Families and friendsHome Buying November 6, 2011

Bad Advice

by James Stefanile, ABR, GRI, SRES, QSC, REALTOR/Associate, Prudential NJ Properties.

Just when I’d thought I’d seen every wrinkle of human foolishness, life in real estate proved me wrong.

I just lost a deal yesterday, which, in this market, is not all that unusual but the way it went away is what astounds me.  We had a tortuously negotiated agreement.  I represented the buyer.  I submitted the revised offer to purchase for the seller’s signature after the meeting of the minds had taken place.  The other REALTOR is an experienced, very competent practitioner so this is no reflection on her.

That REALTOR called me yesterday, saying that they had received the revisions and, now, her seller was refusing to sign, was refusing the deal and was insisting on a bottom line price which both I and the other REALTOR were sure no one would pay.  I asked the obvious “why?” and she reported the seller had been getting all kinds of advice from family and friends telling her what a bad deal we were proposing.  The agreed price, was, indeed, well under the asking price.  The property had gone unsold for 6 months on the market prior to my buyer coming along.  I think my buyer was doing this seller a favor, not taking advantage of her, but obviously the real estate experts in the seller’s family disagreed and the seller didn’t have the courage of her convictions to stick to her own agreement.

Information provided —
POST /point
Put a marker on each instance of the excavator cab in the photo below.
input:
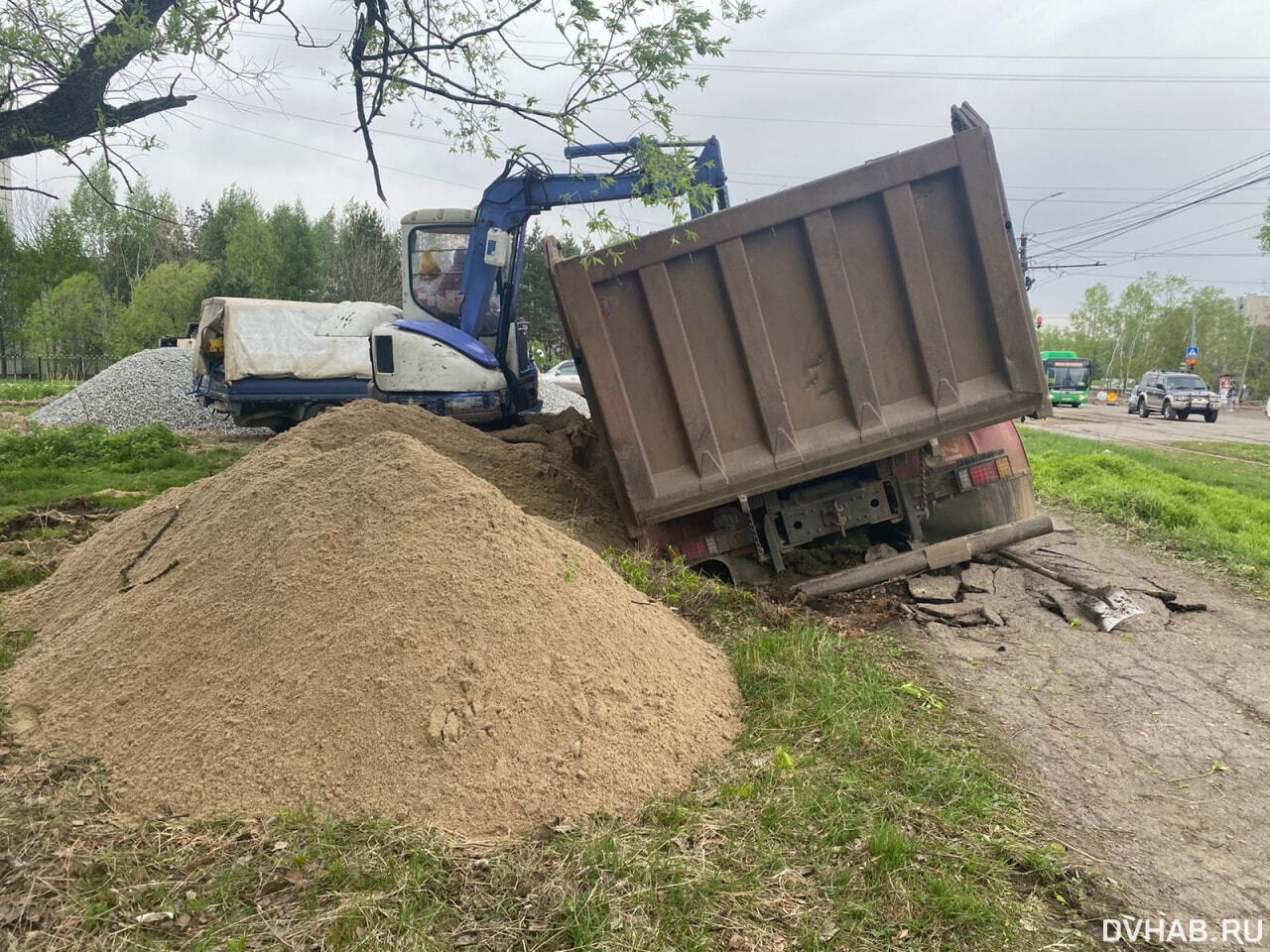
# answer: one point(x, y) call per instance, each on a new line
point(457, 348)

Set of tasks —
1 > In the Bad Advice column, reproduce word for word the passage between "Families and friendsHome" and "proved me wrong.", inclusive.
2 > List the abbreviations that the Bad Advice column places after the author's name and before "REALTOR/Associate".

Results for the exercise —
1 >
Families and friendsHome Buying November 6, 2011

Bad Advice

by James Stefanile, ABR, GRI, SRES, QSC, REALTOR/Associate, Prudential NJ Properties.

Just when I’d thought I’d seen every wrinkle of human foolishness, life in real estate proved me wrong.

2 > ABR, GRI, SRES, QSC